> _What is expected_
Nothing in the records should change; write them all out again.

> _Extracted data_
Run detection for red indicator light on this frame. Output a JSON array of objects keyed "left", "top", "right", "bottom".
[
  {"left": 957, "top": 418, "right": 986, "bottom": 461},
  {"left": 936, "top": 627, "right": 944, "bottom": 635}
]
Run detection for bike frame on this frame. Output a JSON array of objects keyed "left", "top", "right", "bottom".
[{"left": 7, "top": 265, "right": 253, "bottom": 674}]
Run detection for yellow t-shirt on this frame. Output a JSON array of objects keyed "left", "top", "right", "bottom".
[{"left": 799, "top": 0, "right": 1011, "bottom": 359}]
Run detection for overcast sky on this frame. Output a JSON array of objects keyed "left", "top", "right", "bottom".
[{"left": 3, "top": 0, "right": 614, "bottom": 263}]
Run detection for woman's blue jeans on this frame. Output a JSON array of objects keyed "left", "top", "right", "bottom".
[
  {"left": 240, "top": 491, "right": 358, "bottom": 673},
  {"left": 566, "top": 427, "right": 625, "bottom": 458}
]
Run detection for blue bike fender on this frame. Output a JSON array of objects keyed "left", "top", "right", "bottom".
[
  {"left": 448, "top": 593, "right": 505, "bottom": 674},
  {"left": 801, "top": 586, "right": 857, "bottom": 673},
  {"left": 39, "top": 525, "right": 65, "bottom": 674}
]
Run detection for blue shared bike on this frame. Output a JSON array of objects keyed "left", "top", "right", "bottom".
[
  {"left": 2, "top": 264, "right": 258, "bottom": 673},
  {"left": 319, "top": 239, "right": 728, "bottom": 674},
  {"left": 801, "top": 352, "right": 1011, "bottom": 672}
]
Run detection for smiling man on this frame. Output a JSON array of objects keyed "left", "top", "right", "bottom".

> _Task result_
Run detection for red indicator light on this frame. Output a JSON array of objects keyed "left", "top", "right", "bottom".
[
  {"left": 957, "top": 418, "right": 986, "bottom": 461},
  {"left": 936, "top": 627, "right": 944, "bottom": 635}
]
Run detection for bike frame on this frame. Output a JSON array of objects keyed "left", "top", "right", "bottom".
[{"left": 7, "top": 265, "right": 253, "bottom": 674}]
Run detection for yellow t-shirt on this frame. Output a JSON array of objects keyed "left", "top", "right", "bottom".
[{"left": 799, "top": 0, "right": 1011, "bottom": 359}]
Run detection for overcast sky on this frame. Output a JSON array of objects keyed "left", "top", "right", "bottom".
[{"left": 3, "top": 0, "right": 614, "bottom": 263}]
Run detection for woman's blue jeans on this frame. Output a JSON array of objects keyed "left", "top", "right", "bottom".
[
  {"left": 240, "top": 491, "right": 358, "bottom": 673},
  {"left": 566, "top": 427, "right": 625, "bottom": 458}
]
Run detection for blue bike fender on this frame. Output a JSON array of objects keyed "left", "top", "right", "bottom".
[
  {"left": 448, "top": 593, "right": 505, "bottom": 674},
  {"left": 801, "top": 586, "right": 857, "bottom": 673},
  {"left": 39, "top": 525, "right": 65, "bottom": 674}
]
Run detection for blue shared bike on this frame. Output a JSON array of objects keyed "left", "top", "right", "bottom".
[
  {"left": 2, "top": 264, "right": 258, "bottom": 673},
  {"left": 319, "top": 239, "right": 728, "bottom": 674},
  {"left": 801, "top": 352, "right": 1011, "bottom": 672}
]
Run detection for smiling man on this frame. Output a JSON array of objects keyed "left", "top", "right", "bottom".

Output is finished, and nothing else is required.